WORK TO COMPLETE: Please collect every line in the items below that contains the string "sneaker", copying each one in full.

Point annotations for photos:
--- --- ---

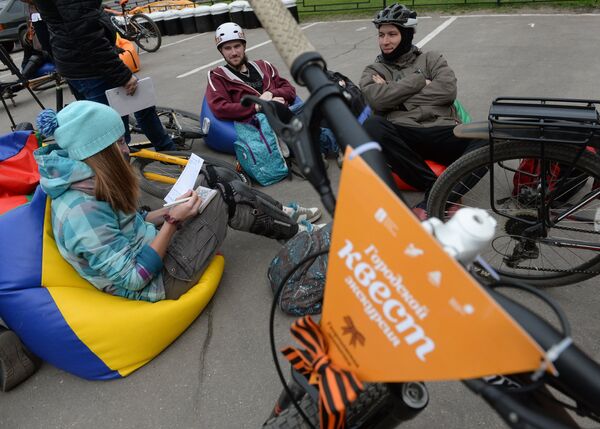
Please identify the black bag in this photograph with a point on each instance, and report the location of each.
(303, 292)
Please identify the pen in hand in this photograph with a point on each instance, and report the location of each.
(177, 202)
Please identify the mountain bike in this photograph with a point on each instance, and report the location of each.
(183, 127)
(158, 171)
(522, 401)
(137, 27)
(540, 179)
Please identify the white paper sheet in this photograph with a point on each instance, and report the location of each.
(187, 179)
(124, 104)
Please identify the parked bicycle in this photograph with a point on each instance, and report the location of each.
(158, 171)
(137, 27)
(523, 401)
(540, 179)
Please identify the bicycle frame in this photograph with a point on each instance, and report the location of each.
(157, 156)
(541, 120)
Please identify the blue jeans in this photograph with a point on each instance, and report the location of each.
(147, 119)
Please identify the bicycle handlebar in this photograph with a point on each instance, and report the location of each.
(578, 375)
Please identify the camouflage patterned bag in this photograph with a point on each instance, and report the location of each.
(303, 292)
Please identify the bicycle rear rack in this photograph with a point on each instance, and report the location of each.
(547, 120)
(544, 121)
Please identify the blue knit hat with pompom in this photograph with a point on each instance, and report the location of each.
(83, 128)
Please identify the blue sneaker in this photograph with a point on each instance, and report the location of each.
(299, 213)
(304, 225)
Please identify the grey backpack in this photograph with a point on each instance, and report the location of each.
(303, 292)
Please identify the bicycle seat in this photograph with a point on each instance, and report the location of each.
(474, 130)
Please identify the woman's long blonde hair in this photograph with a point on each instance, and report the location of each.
(116, 181)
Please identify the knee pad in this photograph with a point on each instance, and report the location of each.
(249, 212)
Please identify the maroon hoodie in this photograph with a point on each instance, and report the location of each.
(225, 91)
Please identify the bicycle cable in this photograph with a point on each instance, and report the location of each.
(278, 292)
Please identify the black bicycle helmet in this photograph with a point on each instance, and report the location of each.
(396, 14)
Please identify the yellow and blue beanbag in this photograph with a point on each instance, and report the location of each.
(66, 321)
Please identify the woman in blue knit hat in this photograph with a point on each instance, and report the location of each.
(99, 231)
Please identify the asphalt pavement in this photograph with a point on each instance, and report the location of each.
(219, 373)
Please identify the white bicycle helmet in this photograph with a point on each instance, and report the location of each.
(227, 32)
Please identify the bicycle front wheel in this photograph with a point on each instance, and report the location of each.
(157, 177)
(148, 34)
(558, 256)
(369, 402)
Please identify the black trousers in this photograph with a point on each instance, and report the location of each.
(407, 148)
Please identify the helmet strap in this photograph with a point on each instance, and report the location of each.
(403, 47)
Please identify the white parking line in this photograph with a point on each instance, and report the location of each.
(506, 15)
(205, 66)
(175, 43)
(435, 32)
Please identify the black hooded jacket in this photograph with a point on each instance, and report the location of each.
(83, 40)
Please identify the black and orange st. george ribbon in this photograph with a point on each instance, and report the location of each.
(338, 388)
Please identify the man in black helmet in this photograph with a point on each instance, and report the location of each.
(412, 94)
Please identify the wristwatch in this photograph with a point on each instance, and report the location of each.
(170, 219)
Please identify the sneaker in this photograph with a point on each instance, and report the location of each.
(299, 213)
(304, 225)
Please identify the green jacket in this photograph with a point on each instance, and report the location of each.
(405, 98)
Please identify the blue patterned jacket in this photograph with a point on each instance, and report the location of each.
(109, 249)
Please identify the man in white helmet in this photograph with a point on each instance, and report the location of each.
(229, 83)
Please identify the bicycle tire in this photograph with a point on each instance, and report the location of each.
(160, 190)
(189, 124)
(148, 35)
(374, 396)
(465, 183)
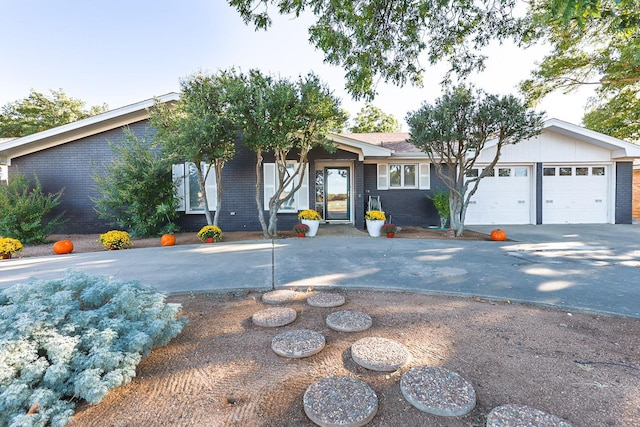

--- --- ---

EXPECTED ANSWER:
Please identify the blue sneaker in this photograph with a point on each instance, and report the location of each.
Please identify the sneaker in this photograph with a point on each instance, and report the location of each.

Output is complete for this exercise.